■ EXERCISE TASK: Copy the data below word for word, keeping each line unchanged.

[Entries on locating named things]
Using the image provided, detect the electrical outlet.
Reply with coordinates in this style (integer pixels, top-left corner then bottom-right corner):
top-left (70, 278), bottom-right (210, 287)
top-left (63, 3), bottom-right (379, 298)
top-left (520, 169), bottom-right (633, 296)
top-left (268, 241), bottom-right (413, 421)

■ EXERCISE RESULT:
Using the image provided, detect the electrical outlet.
Reply with coordinates in this style (integer pixels, top-left corner then bottom-right corner):
top-left (70, 278), bottom-right (210, 287)
top-left (63, 3), bottom-right (379, 298)
top-left (520, 169), bottom-right (633, 296)
top-left (268, 241), bottom-right (413, 421)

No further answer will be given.